● APPLY WHAT YOU READ:
(a) Answer these questions about the command-testing text below, marking your answers (i), (ii), (iii):
(i) Which method does the text say to use instead of run() to test validation?
(ii) According to the comment in test_pre_route_falls_through, where does the too-complex input fall through to?
(iii) What value does test_post_process_fixes_missing_query expect for result["query"]?
(b) Go on with the command-testing text below from its last line.

● TEXT SEGMENT:

Testing the Full Execute Pipeline

To test validation, use execute() instead of run():

def test_execute_with_missing_required_param(cmd, request_info):
    """execute() should raise ValueError for missing required params"""
    # If your command has required params, omitting them should fail
    with pytest.raises(ValueError, match="Missing required params"):
        cmd.execute(request_info)  # No kwargs provided


def test_execute_with_invalid_enum(cmd, request_info):
    """execute() should return validation_error for invalid enum values"""
    # For a command with enum parameters like calculator
    calc = CalculatorCommand()
    response = calc.execute(request_info, num1=5, num2=3, operation="invalid_op")
    assert not response.success
    assert response.context_data.get("_validation_error")

Testing Pre-Route

def test_pre_route_matches(cmd):
    result = cmd.pre_route("pause")
    assert result is not None
    assert result.arguments == {"action": "pause"}


def test_pre_route_falls_through(cmd):
    result = cmd.pre_route("play some jazz music in the living room")
    assert result is None  # Too complex, falls through to LLM

Testing Post-Process

def test_post_process_fixes_missing_query(cmd):
    args = {"action": "play"}
    result = cmd.post_process_tool_call(args, "Play some jazz")
    assert result["query"] == "jazz"


def test_post_process_preserves_existing_query(cmd):
    args = {"action": "play", "query": "Beatles"}
    result = cmd.post_process_tool_call(args, "Play Beatles")
    assert result["query"] == "Beatles"  # Unchanged

Testing Handle Action

def test_handle_send_action(cmd, request_info):
    context = {
        "draft": {"to": "alice@example.com", "subject": "Hi", "body": "Hello!"}
    }
    response = cmd.handle_action("send_click", context)
    assert response.success


def test_handle_cancel_action(cmd, request_info):
    response = cmd.handle_action("cancel_click", {})

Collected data
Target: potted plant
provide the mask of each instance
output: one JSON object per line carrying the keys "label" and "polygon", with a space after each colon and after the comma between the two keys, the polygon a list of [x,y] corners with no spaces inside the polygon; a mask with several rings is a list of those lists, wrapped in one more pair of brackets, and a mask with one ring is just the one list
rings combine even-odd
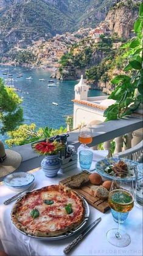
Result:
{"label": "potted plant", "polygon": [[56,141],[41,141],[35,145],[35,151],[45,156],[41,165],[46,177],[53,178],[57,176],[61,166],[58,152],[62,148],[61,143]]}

● EXERCISE RESULTS:
(a)
(i) execute()
(ii) The LLM
(iii) "jazz"

(b)
    assert response.success
    assert response.context_data["cancelled"]


def test_handle_unknown_action(cmd, request_info):
    response = cmd.handle_action("unknown_action", {})
    assert not response.success

Mocking Secrets

For commands that depend on secrets, mock get_secret_value:

from unittest.mock import patch


@patch("services.secret_service.get_secret_value")
def test_run_with_api_key(mock_secret, cmd, request_info):
    mock_secret.side_effect = lambda key, scope: {
        ("FINANCE_API_KEY", "integration"): "test-key-123",
        ("FINANCE_DEFAULT_CURRENCY", "integration"): "USD",
    }.get((key, scope))

    response = cmd.run(request_info, ticker="AAPL")
    assert response.success

Mocking HTTP Requests

from unittest.mock import patch, MagicMock


@patch("httpx.get")
@patch("services.secret_service.get_secret_value", return_value="test-key")
def test_api_timeout(mock_secret, mock_get, cmd, request_info):
    mock_get.side_effect = httpx.TimeoutException("timeout")
    response = cmd.run(request_info, ticker="AAPL")
    assert not response.success
    assert "not responding" in response.error_details

Running Tests

cd jarvis-node-setup

# Run all unit tests
pytest

# Run tests for a specific command
pytest tests/test_dice_command.py

# Run with coverage
pytest --cov=commands --cov-report=html

# Run with verbose output
pytest -v tests/test_dice_command.py

Test Strategy Summary

Level What It Tests Speed Services Needed
Unit tests (pytest) run() logic, validation, pre_route Fast (ms) None
E2E parsing (test_command_parsing.py) LLM command selection + parameter extraction Medium (1-2s/test) CC + LLM proxy
Multi-turn fast (test_multi_turn_conversation.py) Execution flow, validation, context Medium (1-2s/turn) CC + LLM proxy
Multi-turn full (--full) Complete audio pipeline Slow (5-10s/turn) CC + LLM + TTS + Whisper

Recommended workflow:

  1. Write unit tests first (TDD)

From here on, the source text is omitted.